— START —

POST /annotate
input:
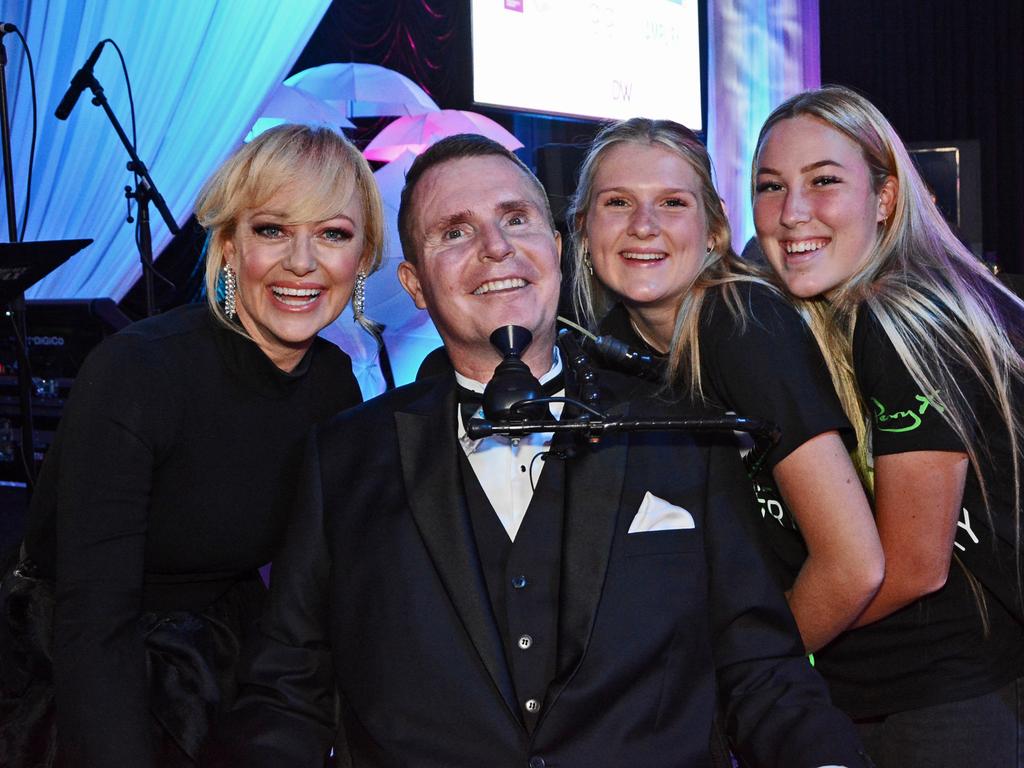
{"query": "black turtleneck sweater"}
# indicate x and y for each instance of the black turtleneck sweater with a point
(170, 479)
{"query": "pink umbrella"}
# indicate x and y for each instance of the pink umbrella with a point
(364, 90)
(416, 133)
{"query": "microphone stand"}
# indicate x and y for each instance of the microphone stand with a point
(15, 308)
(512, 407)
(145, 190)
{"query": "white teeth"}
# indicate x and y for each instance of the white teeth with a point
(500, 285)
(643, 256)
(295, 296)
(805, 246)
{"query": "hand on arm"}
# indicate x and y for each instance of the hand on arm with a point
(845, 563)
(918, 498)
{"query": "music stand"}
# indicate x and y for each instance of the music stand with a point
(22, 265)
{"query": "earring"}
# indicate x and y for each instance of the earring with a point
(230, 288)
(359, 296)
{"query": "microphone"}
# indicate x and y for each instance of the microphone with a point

— END —

*What the task requires*.
Reproduce every record above exactly, but leave out the pictures.

*Exercise solution*.
POST /annotate
input:
{"query": "black turtleneck sweater"}
# indicate x and y for each instance of the black turtleneck sweater with a point
(170, 479)
{"query": "pink umbrella"}
# indicate x and y for each instance of the pink umbrella with a point
(364, 90)
(416, 133)
{"query": "microphone stand"}
# indicate x and y for each instance of the microphone stand with a point
(15, 308)
(512, 407)
(145, 190)
{"query": "white teeth"}
# indicate x and y for each instance of the white teeth with a point
(500, 285)
(643, 256)
(295, 296)
(805, 246)
{"query": "hand on arm"}
# indicate x and y for each instance of the hand on arm with a point
(845, 563)
(918, 498)
{"query": "music stand"}
# indicate x and y for each instance of the music stand with a point
(22, 265)
{"query": "earring"}
# indicate x and y for each instance of the earring with a point
(230, 288)
(359, 296)
{"query": "microphone"}
# indicate x and y for each instance of the microphone with a point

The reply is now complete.